On January 30, 2024, the Delaware Court of Chancery rescinded Tesla, Inc. (“Tesla”)’s January 2018 grant to CEO Elon Musk of performance-based stock options with a potential $55.8 billion maximum value and a $2.6 billion grant date fair value (the “Grant”).[1] The lawsuit was filed derivatively against Musk, in his capacity as Tesla’s controlling shareholder and director, and against certain other Tesla directors.

In ruling in favor of the plaintiff, the Court, in a 200-page opinion authored by Chancellor Kathaleen McCormick, determined that the Grant constituted a conflicted-controller transaction on the grounds that Musk had “transaction specific control” of the Grant.[2] This determination was premised on a holistic analysis of “Musk’s influence over managerial decisions, decision makers, and the process,”[3] as well as his ownership of 21.9% of Tesla’s outstanding stock. This triggered the rebuttable presumption that the Grant would be reviewed under the “entire fairness” standard, Delaware’s most onerous standard of review. Under the entire fairness standard, defendants would bear the burden of proof. The burden could have been shifted if the defendants had shown that the Grant was approved by either (1) a well-functioning committee of independent directors, or (2) a fully informed vote of the majority of the minority (“MOM”) stockholders.[4] However, the Court found, in particular, that the independence of the committee was compromised. In addition, the disclosure regarding the Grant in Tesla’s 2018 proxy statement was deficient because the actual and potential conflicts of interest of the Compensation Committee members were not adequately disclosed and material information regarding the process leading to the award of the Grant was omitted. Thus, the Court determined that shareholder approval of the Grant was not fully informed. Consequently, the defendants were required to prove the entire fairness of the Grant.

The “entire fairness test” consists of two interrelated prongs: (1) fair process and (2) fair price.[5]  In evaluating the fairness of the process the Court applied the “Weinberger factors” and considered how the Grant was initiated, timed, structured, negotiated and approved.[6] In doing so, the Court pivotally determined that Musk controlled the negotiations, with the Compensation Committee “engaged in a ‘cooperative [and] collaborative’ process antithetical to arm’s-length bargaining. Worse, the committee seemed to actively advance Musk’s interests—doing ‘what feels fair’ for Musk . . . .”[7] [8] The Court noted that the Board did not make any meaningful pushbacks to the amount of the compensation or other material terms of the Grant. There was no attempt to benchmark the Grant against existing compensation packages for other CEOs.[9]  The MOM approval of the Grant was deficient for the reasons discussed above and there were no other structural governance measures to counterbalance Musk’s power. Therefore, the Court determined the process was one-sided and deficient.  

In considering the fair price prong under Weinberger, the Court must first determine whether the actual deal terms fell into a “range of fairness” after considering all relevant factors.[10] Musk’s primary argument for price fairness of the Grant, called the “give/get” argument by the Court, was that the Board gave 6% to get $600B of growth in stockholder value with no downside risk.[11] The Court was not persuaded, stating “the principal defect with Defendants’ give/get argument (indeed, their fair price argument as a whole) is that it does not address the $55.8 billion question: Given Musk’s pre-existing equity stake, was the Grant within the range of reasonable approaches to achieve the Board’s purported goals? Or, at a minimum, could the Board have accomplished its goals with less, and would Musk have taken it?”[12] The Court stressed that Musk’s equity stake by itself already provided a strong incentive for him to grow Tesla’s capitalization and noted that other public company CEOs with similar pre-existing equity positions such as Zuckerberg, Bezos and Gates waived compensation altogether.[13] Holding this in contrast with the magnitude of the Grant – which weighed in at 250x the peer CEO median compensation – and the fact that the vesting milestones were determined by the Board at the time of the Grant to be 70% likely to be achieved and therefore not ambitious, the Court determined that the price was not fair.

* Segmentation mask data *

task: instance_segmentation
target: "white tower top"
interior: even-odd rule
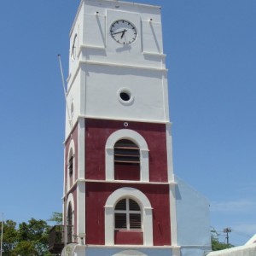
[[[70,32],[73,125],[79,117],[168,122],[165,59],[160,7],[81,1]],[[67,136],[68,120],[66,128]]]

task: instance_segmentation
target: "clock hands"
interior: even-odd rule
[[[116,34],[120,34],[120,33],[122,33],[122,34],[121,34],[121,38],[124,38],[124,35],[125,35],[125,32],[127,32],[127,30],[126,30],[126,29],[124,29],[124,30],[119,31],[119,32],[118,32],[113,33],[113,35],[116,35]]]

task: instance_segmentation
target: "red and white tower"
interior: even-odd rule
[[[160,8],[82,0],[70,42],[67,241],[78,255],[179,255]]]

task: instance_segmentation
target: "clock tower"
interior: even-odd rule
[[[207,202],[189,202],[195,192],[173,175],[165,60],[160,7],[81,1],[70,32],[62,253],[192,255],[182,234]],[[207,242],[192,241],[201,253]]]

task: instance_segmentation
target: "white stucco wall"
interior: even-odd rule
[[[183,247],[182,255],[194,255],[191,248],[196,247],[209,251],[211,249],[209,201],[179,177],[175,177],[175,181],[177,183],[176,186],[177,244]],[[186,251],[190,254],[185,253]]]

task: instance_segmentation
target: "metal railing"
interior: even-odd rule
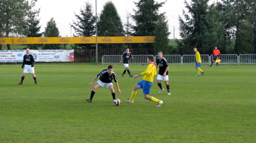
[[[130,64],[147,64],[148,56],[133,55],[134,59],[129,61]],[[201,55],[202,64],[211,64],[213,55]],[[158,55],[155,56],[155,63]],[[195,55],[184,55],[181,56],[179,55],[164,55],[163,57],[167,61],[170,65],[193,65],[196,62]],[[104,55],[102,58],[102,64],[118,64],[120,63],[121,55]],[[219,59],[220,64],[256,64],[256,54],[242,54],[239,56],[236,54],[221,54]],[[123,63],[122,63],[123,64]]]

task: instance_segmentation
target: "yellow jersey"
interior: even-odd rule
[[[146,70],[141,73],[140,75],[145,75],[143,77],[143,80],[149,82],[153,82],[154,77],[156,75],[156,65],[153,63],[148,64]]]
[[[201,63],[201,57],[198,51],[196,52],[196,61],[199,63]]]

* Brief 1 *
Using the text about the Tesla ruling, decide whether each statement agrees with it, answering yes or no and quoting the words that settle it: (a) Musk held 21.9% of Tesla's outstanding stock; (b) the Board compared the Grant with existing compensation packages of other CEOs; (c) the Board judged the vesting milestones 70% likely to be achieved.
* Brief 2 *
From the text about the Tesla ruling, return the passage starting at "On January 30, 2024, the" and ending at "other Tesla directors.".
This listing was drawn from a different source than the text about the Tesla ruling.

* Output 1 *
(a) Yes: "his ownership of 21.9% of Tesla’s outstanding stock"
(b) No: "There was no attempt to benchmark the Grant against existing compensation packages for other CEOs."
(c) Yes: "the vesting milestones were determined by the Board at the time of the Grant to be 70% likely to be achieved"

* Output 2 *
On January 30, 2024, the Delaware Court of Chancery rescinded Tesla, Inc. (“Tesla”)’s January 2018 grant to CEO Elon Musk of performance-based stock options with a potential $55.8 billion maximum value and a $2.6 billion grant date fair value (the “Grant”).[1] The lawsuit was filed derivatively against Musk, in his capacity as Tesla’s controlling shareholder and director, and against certain other Tesla directors.